Stated task 1: Go through both blocks of entries and list each line in which the word "tower" appears.

Passage to read:
We cannot doubt, then, that the first point made by the appellant is not tenable. The knowledge of Ganson as an individual or as an executor was not imputable to the bank merely because he was its president, but because when it acted through him as president, in any transaction where that knowledge was material and applicable, it acted through an agent who at that very time had a knowledge of facts which gave a character to the transaction as fair and justifiable, or the reverse, and whose duty it was to make that knowledge known to his principal. It was the same, when the memory of Ganson, though the individual and executor, gave to the apprehension of Ganson the agent, notice of these facts, knowledge of which he had acquired while acting as agent in other business of the bank, as if another than him had acted as agent, and he or another than him had given formal notice of them to that agent. So, in the Bank of U.S. v. Davis (2 Hill, 451), the director of the plaintiff carried knowledge into the meeting of the board of directors which he had before acquired as an individual, yet the bank was charged with that knowledge. In the case in 5 Denio, 329 ( Seneca Co. Bk. v. Neass), it did not appear that the cashier of the plaintiff acted as its agent in the discounting of the note. Clearly he was not its agent in obtaining the note for his own benefit. That case does not hold that if he had acted for the bank in discounting the note, his knowledge of how the note was got would not have been chargeable to the bank. So, in Fulton Bank v. N.Y. S. Coal Co. (4 Paige, 127), though it was held that the plaintiff was not chargeable with notice of facts which came to the knowledge of its president while not acting as its agent, yet it was also said, that if afterwards it became his duty to act upon that knowledge in the business of the bank, his principal would be chargeable with notice of the facts, of which he had acquired the knowledge while acting in another capacity than as agent of the bank.

We are of the opinion that the bank was chargeable with notice of all the material facts which entered into the transaction, which is the subject of this action.

There is a question not explicitly raised upon the points of the appellant, and which, perhaps, was not meant to be pressed upon our attention, but which it is well to notice, so as to make a full disposition of the case.

The input:
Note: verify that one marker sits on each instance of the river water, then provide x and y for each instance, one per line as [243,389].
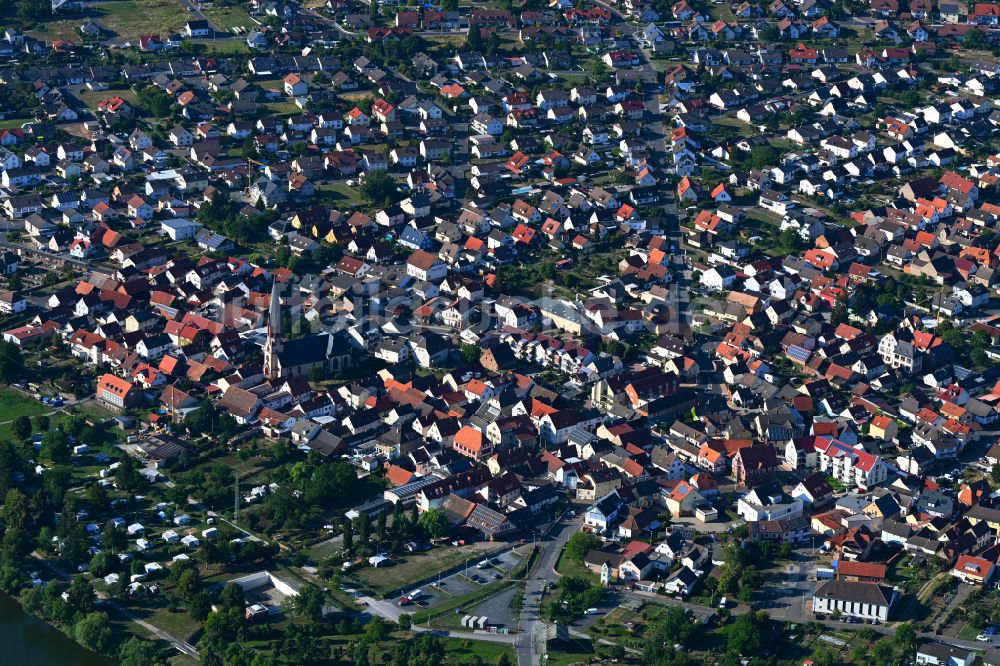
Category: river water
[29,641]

* * *

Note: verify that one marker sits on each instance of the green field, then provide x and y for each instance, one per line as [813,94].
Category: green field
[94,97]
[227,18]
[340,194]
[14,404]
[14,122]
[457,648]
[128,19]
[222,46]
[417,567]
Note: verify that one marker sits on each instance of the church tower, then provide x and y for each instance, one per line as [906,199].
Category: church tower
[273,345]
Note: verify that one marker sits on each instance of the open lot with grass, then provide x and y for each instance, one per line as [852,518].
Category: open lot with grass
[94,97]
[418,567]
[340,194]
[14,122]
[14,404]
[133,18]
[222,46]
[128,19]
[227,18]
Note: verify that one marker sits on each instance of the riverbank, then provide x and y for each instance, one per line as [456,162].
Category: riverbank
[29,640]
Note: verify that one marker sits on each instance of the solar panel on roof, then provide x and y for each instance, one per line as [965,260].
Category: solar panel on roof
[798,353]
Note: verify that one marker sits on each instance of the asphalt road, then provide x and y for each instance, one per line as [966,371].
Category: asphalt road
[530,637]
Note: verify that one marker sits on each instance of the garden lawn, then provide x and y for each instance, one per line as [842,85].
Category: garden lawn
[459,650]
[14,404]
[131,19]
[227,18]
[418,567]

Stated task 2: Condense the paragraph of the court opinion beginning "We cannot doubt, then," into a short bulleted list that keeps its main facts.

Final result 1:
Note: verify that one marker sits on each instance of the church tower, then provide x and y for each instance, one per line as [906,199].
Category: church tower

Final result 2:
- The appellant's first point is untenable.
- Ganson's knowledge, as an individual or as an executor, was imputed to the bank because of more than his being its president. When the bank acted through him in a transaction where that knowledge was material, it acted through an agent who then knew facts showing whether the transaction was fair or not. He also had a duty to make those facts known to his principal.
- When Ganson's own memory gave him, as agent, notice of these facts, the effect was the same as if another person had given the agent formal notice of them.
- Bank of U.S. v. Davis (2 Hill, 451): the bank was charged with knowledge that a director had acquired as an individual and carried into a board meeting.
- Seneca Co. Bk. v. Neass (5 Denio, 329): it did not appear that the cashier acted as the bank's agent in discounting the note, and he was not its agent in obtaining the note for his own benefit. The case does not hold that his knowledge would be unchargeable to the bank if he had acted for it in discounting the note.
- Fulton Bank v. N.Y. S. Coal Co. (4 Paige, 127): the bank was not chargeable with facts its president learned while not acting as its agent. It would be chargeable if it later became his duty to act on that knowledge in the bank's business.